RECORDS TO PROCESS »

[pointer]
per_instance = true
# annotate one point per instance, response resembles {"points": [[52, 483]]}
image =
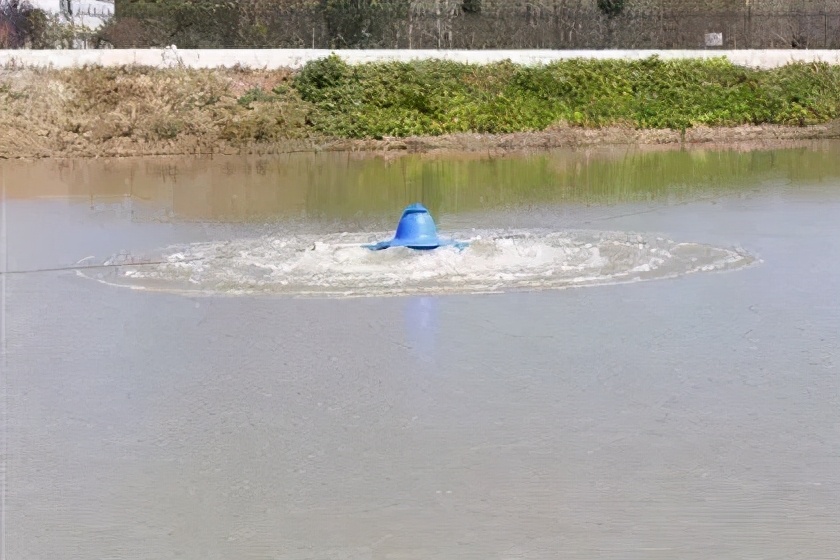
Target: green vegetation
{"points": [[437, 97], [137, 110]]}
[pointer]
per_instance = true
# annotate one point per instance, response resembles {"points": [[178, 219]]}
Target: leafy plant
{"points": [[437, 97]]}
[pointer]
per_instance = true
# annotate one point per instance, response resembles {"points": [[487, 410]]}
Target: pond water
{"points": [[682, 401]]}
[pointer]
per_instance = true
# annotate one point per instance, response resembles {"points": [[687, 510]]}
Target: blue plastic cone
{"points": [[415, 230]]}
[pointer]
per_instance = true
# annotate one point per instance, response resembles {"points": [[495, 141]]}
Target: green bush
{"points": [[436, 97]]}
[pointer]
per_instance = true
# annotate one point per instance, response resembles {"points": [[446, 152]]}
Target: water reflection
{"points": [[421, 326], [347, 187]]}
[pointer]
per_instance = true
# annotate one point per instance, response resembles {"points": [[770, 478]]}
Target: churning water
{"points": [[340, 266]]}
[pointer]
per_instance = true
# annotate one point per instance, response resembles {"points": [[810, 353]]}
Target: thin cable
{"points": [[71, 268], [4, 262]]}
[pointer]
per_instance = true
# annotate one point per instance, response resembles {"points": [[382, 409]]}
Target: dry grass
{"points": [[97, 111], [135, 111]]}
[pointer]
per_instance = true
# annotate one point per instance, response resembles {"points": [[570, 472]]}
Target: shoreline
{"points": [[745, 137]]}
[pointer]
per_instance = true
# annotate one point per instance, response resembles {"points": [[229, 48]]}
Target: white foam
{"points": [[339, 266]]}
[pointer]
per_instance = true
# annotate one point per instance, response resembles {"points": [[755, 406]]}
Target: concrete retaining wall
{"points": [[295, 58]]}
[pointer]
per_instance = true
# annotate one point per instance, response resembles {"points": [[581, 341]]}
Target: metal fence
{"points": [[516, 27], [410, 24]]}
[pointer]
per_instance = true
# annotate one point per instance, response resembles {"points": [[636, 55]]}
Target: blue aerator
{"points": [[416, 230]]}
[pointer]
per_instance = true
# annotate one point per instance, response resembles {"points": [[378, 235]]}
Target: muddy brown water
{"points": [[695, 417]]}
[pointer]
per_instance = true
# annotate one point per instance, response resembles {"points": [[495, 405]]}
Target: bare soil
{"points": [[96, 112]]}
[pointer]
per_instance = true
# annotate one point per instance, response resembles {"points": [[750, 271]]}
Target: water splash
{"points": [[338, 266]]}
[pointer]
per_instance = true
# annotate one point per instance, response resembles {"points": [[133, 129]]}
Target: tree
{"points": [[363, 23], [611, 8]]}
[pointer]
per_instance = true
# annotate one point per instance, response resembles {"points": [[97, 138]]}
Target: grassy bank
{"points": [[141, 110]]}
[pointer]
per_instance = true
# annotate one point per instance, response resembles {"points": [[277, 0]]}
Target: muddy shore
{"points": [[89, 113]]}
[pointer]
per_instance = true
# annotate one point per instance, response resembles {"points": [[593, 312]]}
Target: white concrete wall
* * *
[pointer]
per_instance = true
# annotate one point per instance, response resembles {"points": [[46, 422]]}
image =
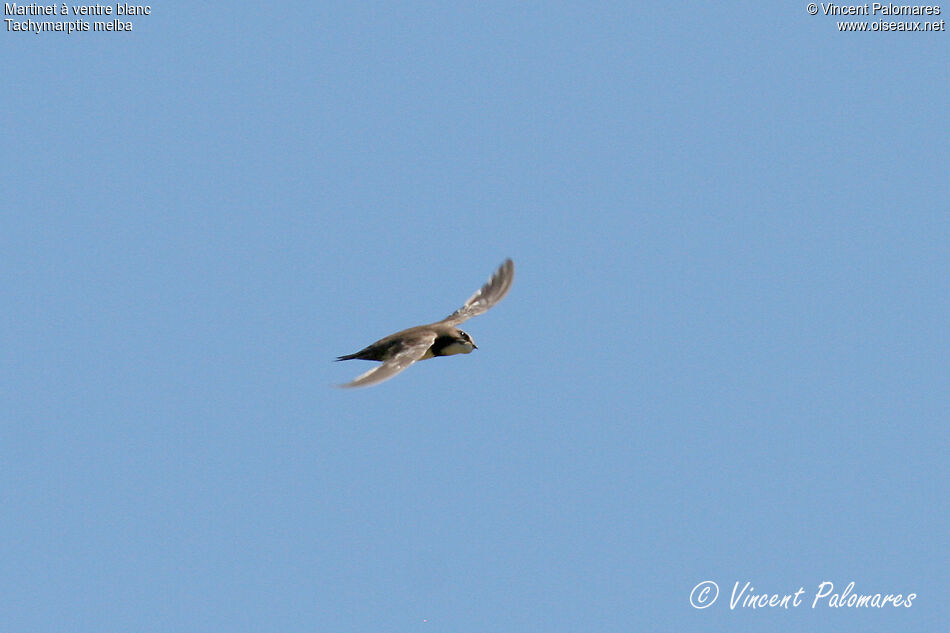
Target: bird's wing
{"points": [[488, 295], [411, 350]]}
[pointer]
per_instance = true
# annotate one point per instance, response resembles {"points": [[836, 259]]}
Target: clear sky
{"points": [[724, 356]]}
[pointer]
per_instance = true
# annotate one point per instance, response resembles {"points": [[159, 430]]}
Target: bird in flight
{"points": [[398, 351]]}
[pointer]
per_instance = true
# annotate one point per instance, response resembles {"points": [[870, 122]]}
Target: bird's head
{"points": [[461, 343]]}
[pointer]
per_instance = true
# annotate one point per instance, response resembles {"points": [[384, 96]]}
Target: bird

WHAT YOU HAVE TO DO » How many lines in the items above contain the word "white"? Case counts. Reply with the number alone.

RESULT » 2